■ Data lines
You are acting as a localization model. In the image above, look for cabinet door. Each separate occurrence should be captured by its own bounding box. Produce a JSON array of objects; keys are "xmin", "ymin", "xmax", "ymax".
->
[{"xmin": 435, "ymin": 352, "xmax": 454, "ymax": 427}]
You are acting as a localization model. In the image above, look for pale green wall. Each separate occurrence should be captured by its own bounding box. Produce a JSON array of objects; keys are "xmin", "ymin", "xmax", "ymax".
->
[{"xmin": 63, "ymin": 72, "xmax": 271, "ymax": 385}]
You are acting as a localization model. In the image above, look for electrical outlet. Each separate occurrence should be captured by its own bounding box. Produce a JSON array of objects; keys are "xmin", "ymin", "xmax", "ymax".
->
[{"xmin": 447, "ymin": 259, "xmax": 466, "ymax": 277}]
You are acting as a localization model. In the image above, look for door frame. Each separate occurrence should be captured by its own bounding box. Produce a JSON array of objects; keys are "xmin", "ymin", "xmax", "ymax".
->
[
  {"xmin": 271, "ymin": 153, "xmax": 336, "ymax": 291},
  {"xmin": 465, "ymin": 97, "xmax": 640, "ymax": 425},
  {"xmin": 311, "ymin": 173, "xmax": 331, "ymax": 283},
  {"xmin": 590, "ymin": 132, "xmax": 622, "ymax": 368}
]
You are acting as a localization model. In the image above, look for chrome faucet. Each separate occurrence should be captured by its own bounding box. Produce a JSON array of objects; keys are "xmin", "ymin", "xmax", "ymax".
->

■ Task prompt
Give back the whole listing, word for word.

■ Complete output
You are acting as a localization model. In the image above, look for cabinet door. Each separate occurrence should be captured by its own bounding box. Produce a JSON array of objects; keys are "xmin", "ymin", "xmax", "ymax".
->
[{"xmin": 435, "ymin": 352, "xmax": 454, "ymax": 427}]
You are acting as a localization model. In the image above, look for pale green wall. Each separate occurrence should be captured by its own bounding box. Produce a JSON array of objects; keys are "xmin", "ymin", "xmax", "ymax".
->
[{"xmin": 63, "ymin": 72, "xmax": 271, "ymax": 385}]
You are acting as a localization model. In the image above, look for electrical outlet. Each separate occurrence should be captured by its own bounding box. Produce a JSON array of objects; keys are "xmin", "ymin", "xmax", "ymax".
->
[{"xmin": 447, "ymin": 259, "xmax": 466, "ymax": 277}]
You are acting as a localization model. In the image above, look for door frame. Each separate occurrence should be captured by its own bounding box. Produce a JSON array of objects; keys are "xmin", "ymin", "xmax", "ymax".
->
[
  {"xmin": 271, "ymin": 153, "xmax": 336, "ymax": 291},
  {"xmin": 465, "ymin": 97, "xmax": 640, "ymax": 425},
  {"xmin": 311, "ymin": 173, "xmax": 331, "ymax": 283},
  {"xmin": 590, "ymin": 132, "xmax": 622, "ymax": 368}
]
You are acting as a localization model. In the image above, look for chrome faucet. Each separate occurrence should be captured by its own bounding box. Produce a JSON array of objects; keys are "xmin", "ymin", "xmax", "ymax".
->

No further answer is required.